INSTRUCTIONS FOR THE TASK »
Restate every entry verbatim; drop the pictures.

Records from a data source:

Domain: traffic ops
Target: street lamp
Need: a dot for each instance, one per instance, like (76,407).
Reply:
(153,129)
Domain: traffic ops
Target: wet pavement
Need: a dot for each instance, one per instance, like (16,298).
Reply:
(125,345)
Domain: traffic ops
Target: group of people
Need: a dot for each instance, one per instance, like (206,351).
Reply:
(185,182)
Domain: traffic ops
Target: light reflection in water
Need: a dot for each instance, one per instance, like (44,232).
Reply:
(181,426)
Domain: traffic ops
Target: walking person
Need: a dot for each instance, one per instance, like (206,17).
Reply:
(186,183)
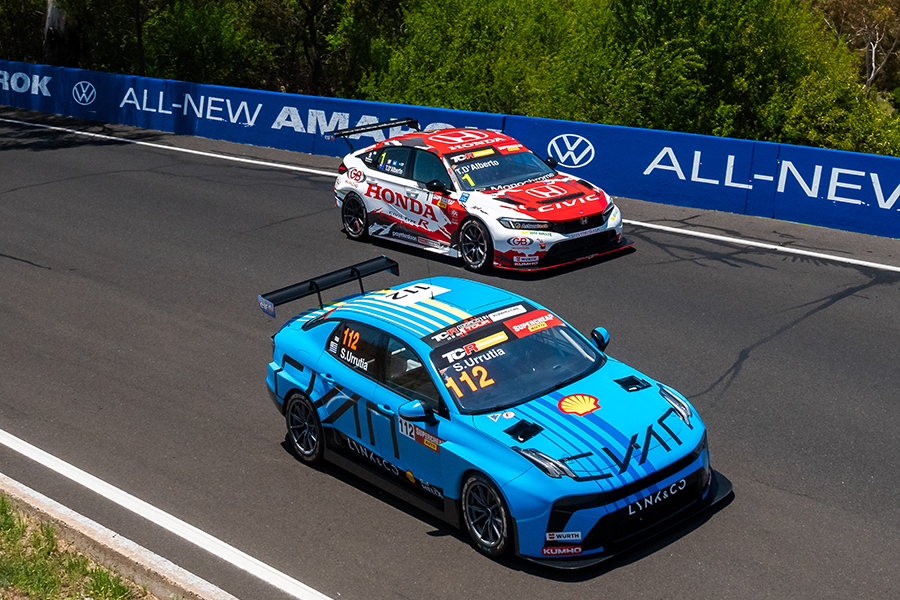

ANSWER FOR THE TASK »
Domain: traffic ops
Target: street lamp
Need: a dot for each instance, one per instance, like (76,407).
Reply:
(153,129)
Domain: traffic ops
Target: wet pavement
Need: a dot for each instance, one per instance, like (16,298).
Reply:
(125,345)
Domain: traffic ops
Target: group of people
Need: a dot for each instance, one per instance, like (206,351).
Reply:
(185,182)
Domain: traffic ops
Target: light reflection in water
Need: a dot for each instance, one per instance, like (44,232).
Reply:
(181,426)
Domain: traffic ops
Target: walking person
Need: a dot for each instance, one per instance, like (206,17).
Reply:
(186,183)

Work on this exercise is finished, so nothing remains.